*** Opening Exercise material ***

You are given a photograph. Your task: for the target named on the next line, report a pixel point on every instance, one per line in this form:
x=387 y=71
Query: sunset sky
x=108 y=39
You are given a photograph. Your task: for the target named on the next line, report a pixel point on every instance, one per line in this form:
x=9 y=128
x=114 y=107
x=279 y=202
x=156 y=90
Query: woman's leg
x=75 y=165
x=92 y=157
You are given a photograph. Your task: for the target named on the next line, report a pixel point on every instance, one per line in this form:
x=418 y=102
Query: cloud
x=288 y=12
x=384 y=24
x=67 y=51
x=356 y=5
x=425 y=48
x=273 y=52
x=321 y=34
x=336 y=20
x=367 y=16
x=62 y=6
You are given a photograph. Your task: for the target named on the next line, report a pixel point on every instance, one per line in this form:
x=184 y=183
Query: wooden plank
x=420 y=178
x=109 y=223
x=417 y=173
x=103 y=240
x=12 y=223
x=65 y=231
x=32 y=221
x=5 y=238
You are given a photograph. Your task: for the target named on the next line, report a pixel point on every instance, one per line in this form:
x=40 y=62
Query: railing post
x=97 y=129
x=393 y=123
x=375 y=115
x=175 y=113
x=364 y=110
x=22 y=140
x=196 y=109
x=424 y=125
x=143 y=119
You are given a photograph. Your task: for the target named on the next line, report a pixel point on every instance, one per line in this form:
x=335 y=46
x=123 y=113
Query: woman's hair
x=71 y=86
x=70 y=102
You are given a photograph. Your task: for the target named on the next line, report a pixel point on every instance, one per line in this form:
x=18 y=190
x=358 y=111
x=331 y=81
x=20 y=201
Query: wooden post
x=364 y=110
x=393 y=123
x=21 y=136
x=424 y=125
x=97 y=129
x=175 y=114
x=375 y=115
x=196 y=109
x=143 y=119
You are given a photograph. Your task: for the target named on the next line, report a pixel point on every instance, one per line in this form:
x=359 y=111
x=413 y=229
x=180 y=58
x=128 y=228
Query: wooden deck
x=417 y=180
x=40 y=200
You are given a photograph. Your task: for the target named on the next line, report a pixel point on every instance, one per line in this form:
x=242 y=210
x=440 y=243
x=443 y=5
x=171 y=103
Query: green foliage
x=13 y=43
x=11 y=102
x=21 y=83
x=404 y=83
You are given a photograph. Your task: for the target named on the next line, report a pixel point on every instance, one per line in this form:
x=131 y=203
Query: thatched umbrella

*** Closing Exercise material ***

Instructions to follow:
Taking the records from the top, repeat each line exactly until you have repeated the line that contains "x=184 y=183".

Task result:
You are given a photograph. Your task: for the target named on the next line, report a pixel point on every instance, one per line in this form:
x=387 y=71
Query: sunset sky
x=108 y=39
You are given a photograph. Your task: for the target named on the next line, report a pixel point on every instance, one per line in this form:
x=9 y=128
x=114 y=107
x=279 y=202
x=156 y=90
Query: woman's leg
x=75 y=165
x=92 y=157
You are given a photograph. Your task: for the target named on the next line, report a pixel point on every instance, one per line in this form:
x=418 y=102
Query: cloud
x=288 y=12
x=384 y=24
x=67 y=51
x=356 y=5
x=425 y=48
x=273 y=52
x=321 y=34
x=336 y=20
x=367 y=16
x=62 y=6
You are given a photograph. Your task: for the target named on the next line, report a pixel point on every instance, one per line in this form:
x=184 y=183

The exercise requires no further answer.